Objective
Write out all of the items below word for word, leaving the pictures out.

--- START Provided data ---

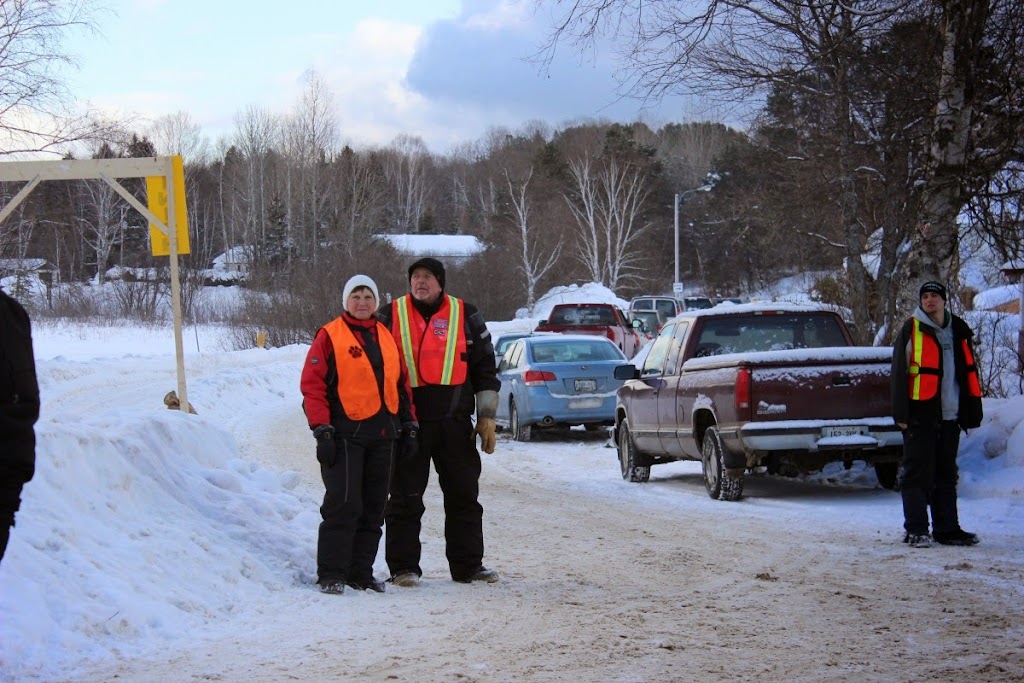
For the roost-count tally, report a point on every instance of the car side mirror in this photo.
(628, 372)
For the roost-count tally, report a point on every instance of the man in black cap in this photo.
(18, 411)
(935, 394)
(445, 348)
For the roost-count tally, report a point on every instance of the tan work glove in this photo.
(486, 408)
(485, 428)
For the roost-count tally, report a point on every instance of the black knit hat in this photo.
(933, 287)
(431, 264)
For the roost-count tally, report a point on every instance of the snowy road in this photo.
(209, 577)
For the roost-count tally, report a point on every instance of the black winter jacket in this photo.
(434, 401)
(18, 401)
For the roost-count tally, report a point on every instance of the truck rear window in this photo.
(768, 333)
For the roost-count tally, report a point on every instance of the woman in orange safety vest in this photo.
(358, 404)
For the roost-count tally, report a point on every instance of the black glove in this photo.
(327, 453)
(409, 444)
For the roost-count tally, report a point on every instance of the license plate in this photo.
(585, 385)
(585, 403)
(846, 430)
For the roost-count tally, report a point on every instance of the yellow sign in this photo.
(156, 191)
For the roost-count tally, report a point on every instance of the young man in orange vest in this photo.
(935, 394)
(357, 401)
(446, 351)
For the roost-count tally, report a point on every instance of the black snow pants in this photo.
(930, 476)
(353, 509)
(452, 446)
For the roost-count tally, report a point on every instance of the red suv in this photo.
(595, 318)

--- END Provided data ---

Finished answer
For the roost-count tally, report a point on every instance of the car side mirror in this photo.
(628, 372)
For the roost-count tally, report a point on every instance of the man in black cap in this photo.
(18, 411)
(935, 394)
(445, 348)
For the roost-count tally, report a point on every instance of the tan work glove in this photo.
(486, 408)
(485, 428)
For the roost-count tally, report a point on every instance of the black knit hat in this photo.
(933, 287)
(431, 264)
For the roost-count tally, report a point on every instance of the snowy road in this photo.
(209, 577)
For the roost-count tally, report a point on every instance of the black winter jacket in this photo.
(434, 401)
(18, 401)
For the roost-count tally, report a point on every instance of the truck rear window in this photo.
(768, 333)
For the roost-count tally, report a point on every instance of the woman in orange safety vest in this photo.
(358, 404)
For the roost-count tally, report a point on every instance of the black glove in this photo.
(327, 453)
(409, 444)
For the roost-count tally, report a point on every instance of the license plate in this photo.
(585, 385)
(585, 403)
(846, 430)
For the roost-count tally, report a point on every instance of the yellow sign in this photo.
(156, 191)
For the roost-count tally, report a point on every instance of the young man in orange vest in this photo.
(935, 394)
(357, 401)
(446, 351)
For the roost-count tally, report a point on every instance of the black snow pants in this photo.
(930, 476)
(353, 509)
(452, 446)
For the roost-count tally, report a point on every instance of the red suv in this photo.
(595, 318)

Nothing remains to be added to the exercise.